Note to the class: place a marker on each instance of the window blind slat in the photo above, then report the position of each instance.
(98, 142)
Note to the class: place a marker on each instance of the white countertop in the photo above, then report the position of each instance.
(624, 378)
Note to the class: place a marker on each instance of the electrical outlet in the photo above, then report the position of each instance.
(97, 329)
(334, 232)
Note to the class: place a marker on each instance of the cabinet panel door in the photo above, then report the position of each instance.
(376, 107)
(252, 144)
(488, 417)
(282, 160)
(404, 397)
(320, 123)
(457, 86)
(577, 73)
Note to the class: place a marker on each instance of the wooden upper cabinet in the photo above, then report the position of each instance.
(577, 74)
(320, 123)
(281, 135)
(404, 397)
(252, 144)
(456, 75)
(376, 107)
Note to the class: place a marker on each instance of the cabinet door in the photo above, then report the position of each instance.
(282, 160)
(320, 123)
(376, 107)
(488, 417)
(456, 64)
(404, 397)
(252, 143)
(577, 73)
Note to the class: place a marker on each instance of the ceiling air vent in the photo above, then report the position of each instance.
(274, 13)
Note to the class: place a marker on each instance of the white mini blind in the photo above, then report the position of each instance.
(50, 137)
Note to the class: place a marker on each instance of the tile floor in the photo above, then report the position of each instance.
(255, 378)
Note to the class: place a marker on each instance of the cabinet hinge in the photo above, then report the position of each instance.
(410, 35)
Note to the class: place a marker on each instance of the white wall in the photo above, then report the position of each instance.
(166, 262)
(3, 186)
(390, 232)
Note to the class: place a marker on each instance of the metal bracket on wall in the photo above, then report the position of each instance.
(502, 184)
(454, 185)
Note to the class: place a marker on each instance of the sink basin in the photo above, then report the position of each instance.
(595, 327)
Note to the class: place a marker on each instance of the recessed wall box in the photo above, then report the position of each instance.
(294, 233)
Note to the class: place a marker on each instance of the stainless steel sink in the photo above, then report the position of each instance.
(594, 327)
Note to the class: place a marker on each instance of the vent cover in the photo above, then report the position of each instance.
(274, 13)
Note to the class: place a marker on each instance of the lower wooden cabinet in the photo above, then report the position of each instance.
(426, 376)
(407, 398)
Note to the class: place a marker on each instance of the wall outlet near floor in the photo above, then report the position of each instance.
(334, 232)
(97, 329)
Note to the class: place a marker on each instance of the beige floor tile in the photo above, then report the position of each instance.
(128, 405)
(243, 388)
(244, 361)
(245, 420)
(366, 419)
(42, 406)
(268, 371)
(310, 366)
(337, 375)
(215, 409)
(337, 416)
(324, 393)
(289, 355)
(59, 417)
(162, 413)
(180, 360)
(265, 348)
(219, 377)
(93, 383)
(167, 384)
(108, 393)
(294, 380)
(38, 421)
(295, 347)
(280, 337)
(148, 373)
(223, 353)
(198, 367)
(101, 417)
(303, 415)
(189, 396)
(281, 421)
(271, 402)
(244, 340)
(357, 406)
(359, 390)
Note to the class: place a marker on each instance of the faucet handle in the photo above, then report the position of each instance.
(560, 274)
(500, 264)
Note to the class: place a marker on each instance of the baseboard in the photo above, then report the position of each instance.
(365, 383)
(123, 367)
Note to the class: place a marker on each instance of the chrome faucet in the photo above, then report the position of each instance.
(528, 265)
------
GIVEN EXERCISE: Please rewrite the listing above as a numbered list, leaving out any blank lines.

WORKED ANSWER:
1. Note to the class: place a marker on each instance of the window blind slat in the photo above, then report the position of each instance.
2. (98, 142)
3. Note to the class: place a marker on each instance of the white countertop in the photo above, then report the position of each instance.
4. (624, 378)
5. Note to the class: place a marker on each instance of the electrical outlet in the photo above, then report the position of each instance.
6. (97, 329)
7. (334, 232)
8. Note to the class: place a marker on each instance of the cabinet panel door in the photo above, then report the position of each instance.
9. (376, 107)
10. (252, 144)
11. (488, 417)
12. (282, 160)
13. (404, 397)
14. (320, 123)
15. (457, 86)
16. (577, 73)
17. Note to the class: place a marker on each instance of the wooden upper cabinet in the photo above, then report the position of each instance.
18. (577, 74)
19. (320, 123)
20. (281, 135)
21. (404, 397)
22. (252, 144)
23. (456, 75)
24. (376, 107)
25. Note to the class: place a marker on each instance of the cabinet door in the photo above, then report the position of each instance.
26. (282, 160)
27. (320, 123)
28. (376, 107)
29. (488, 417)
30. (456, 64)
31. (404, 397)
32. (252, 143)
33. (577, 73)
34. Note to the class: place a marker on each instance of the ceiling air vent in the photo above, then report the position of each instance.
35. (274, 13)
36. Note to the class: place a marker on each instance of the white mini blind in the photo above, then report the position of each instance.
37. (50, 137)
38. Note to the class: place a marker on each instance of the tile floor in the photo above, then report the position of each instance.
39. (255, 378)
40. Note to the class: place a marker on each instance of the cabinet hinge in the photo above, then report the position of each instance.
41. (410, 35)
42. Note to the class: place a marker on each instance of the white wall in the photo above, then report the position of each instance.
43. (166, 262)
44. (3, 186)
45. (390, 232)
46. Note to the class: place a marker on each instance of the metal bracket on wall in the photo above, then report the position of each instance.
47. (502, 184)
48. (454, 185)
49. Note to the class: place a marker on each instance of the sink basin in the photo above, then report the position of each instance.
50. (595, 327)
51. Note to the class: place a marker on each instance of the recessed wall box in the photo above, then report the position of each instance.
52. (294, 233)
53. Note to the class: place a marker on each instance of the stainless steel sink in the photo above, then report the position of each instance.
54. (594, 327)
55. Note to the class: place a marker on each instance of the vent cover in the photo above, then report the position of each instance.
56. (274, 13)
57. Note to the class: place a marker on each instance of the lower wooden cabinet in the photo above, then report the position of each instance.
58. (426, 376)
59. (407, 398)
60. Note to the class: place a marker on each instance of the wall outlet near floor in the photo above, then report the position of each instance.
61. (334, 232)
62. (97, 329)
63. Note to the class: place a marker on each instance of the beige floor tile in the photo above, then report the position of each instance.
64. (128, 405)
65. (243, 388)
66. (244, 361)
67. (245, 420)
68. (366, 419)
69. (42, 406)
70. (268, 371)
71. (310, 366)
72. (337, 375)
73. (215, 409)
74. (337, 416)
75. (324, 393)
76. (289, 355)
77. (59, 417)
78. (162, 413)
79. (180, 360)
80. (265, 348)
81. (219, 377)
82. (93, 383)
83. (167, 384)
84. (108, 393)
85. (294, 380)
86. (38, 421)
87. (295, 347)
88. (280, 337)
89. (148, 373)
90. (223, 353)
91. (198, 367)
92. (101, 417)
93. (303, 415)
94. (189, 396)
95. (281, 421)
96. (271, 402)
97. (244, 340)
98. (357, 406)
99. (359, 390)
100. Note to the class: place a marker on each instance of the faucet handle in the photo above, then report the position of each instance.
101. (560, 274)
102. (500, 264)
103. Note to the class: place a marker on each instance of the baseboard in the photo above, then report the position of each instance.
104. (365, 383)
105. (123, 367)
106. Note to the class: place a marker on each instance of the chrome faucet in the photo above, then report the position of each instance.
107. (528, 265)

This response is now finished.